→ Exercise requirements
Reproduce the passage on Aboriginal social organization word for word, everything from "In order to" down to "A social structuring.".
BEGIN Excerpt to read
Aboriginal people have complex social and marriage laws, based on the grouping of people with their society. The social fabric of Aboriginal society is maintained in the remote parts of central and northern Australia, and the present tense is used to describe these features.
In order to understand the complexities of Australian Aboriginal social organisation, it can be considered as having three parts:
- A physical or geographic structuring.
- A religious and totemic structuring.
- A social structuring.
The physical or geographic structuring of society
This is based on physical numbers of people and the land on which they live. The smallest physical group is the family. Several families may band together for food gathering, forming a band or horde of about ten to twenty individuals. The members of a group who all speak the same language can be considered a tribe or language group, and each tribe belongs to a specific tribal land. At the time of European colonisation, the number of individuals in a tribe ranged from about 400 to 600 with an average of about 450.
END Excerpt to read
BEGIN Extracted data
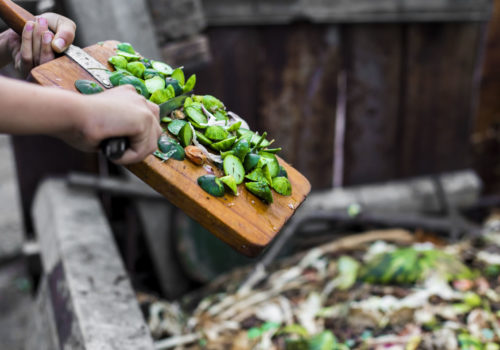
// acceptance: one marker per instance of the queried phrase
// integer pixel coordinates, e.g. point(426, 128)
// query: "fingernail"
point(60, 43)
point(42, 21)
point(47, 37)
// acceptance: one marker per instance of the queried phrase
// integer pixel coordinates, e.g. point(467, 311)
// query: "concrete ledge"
point(87, 286)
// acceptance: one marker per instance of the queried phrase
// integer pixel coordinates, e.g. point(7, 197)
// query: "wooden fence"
point(407, 102)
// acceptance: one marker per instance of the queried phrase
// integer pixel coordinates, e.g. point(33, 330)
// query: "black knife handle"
point(114, 148)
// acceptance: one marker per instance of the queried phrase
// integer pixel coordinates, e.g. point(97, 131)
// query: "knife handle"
point(113, 148)
point(14, 15)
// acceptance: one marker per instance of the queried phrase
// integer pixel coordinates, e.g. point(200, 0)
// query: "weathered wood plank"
point(230, 12)
point(441, 60)
point(373, 57)
point(297, 94)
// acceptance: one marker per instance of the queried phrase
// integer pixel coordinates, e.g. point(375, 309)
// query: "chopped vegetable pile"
point(200, 128)
point(379, 290)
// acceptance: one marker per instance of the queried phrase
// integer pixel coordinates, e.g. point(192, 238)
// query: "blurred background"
point(388, 107)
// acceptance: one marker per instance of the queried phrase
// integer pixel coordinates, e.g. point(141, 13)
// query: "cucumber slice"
point(282, 186)
point(230, 182)
point(241, 149)
point(175, 126)
point(186, 135)
point(161, 67)
point(175, 85)
point(251, 161)
point(234, 127)
point(129, 56)
point(256, 175)
point(261, 190)
point(136, 68)
point(202, 139)
point(140, 87)
point(195, 114)
point(223, 145)
point(88, 87)
point(118, 62)
point(282, 172)
point(216, 133)
point(232, 166)
point(171, 147)
point(154, 84)
point(212, 185)
point(151, 73)
point(270, 160)
point(212, 103)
END Extracted data
→ Your response
In order to understand the complexities of Australian Aboriginal social organisation, it can be considered as having three parts:
- A physical or geographic structuring.
- A religious and totemic structuring.
- A social structuring.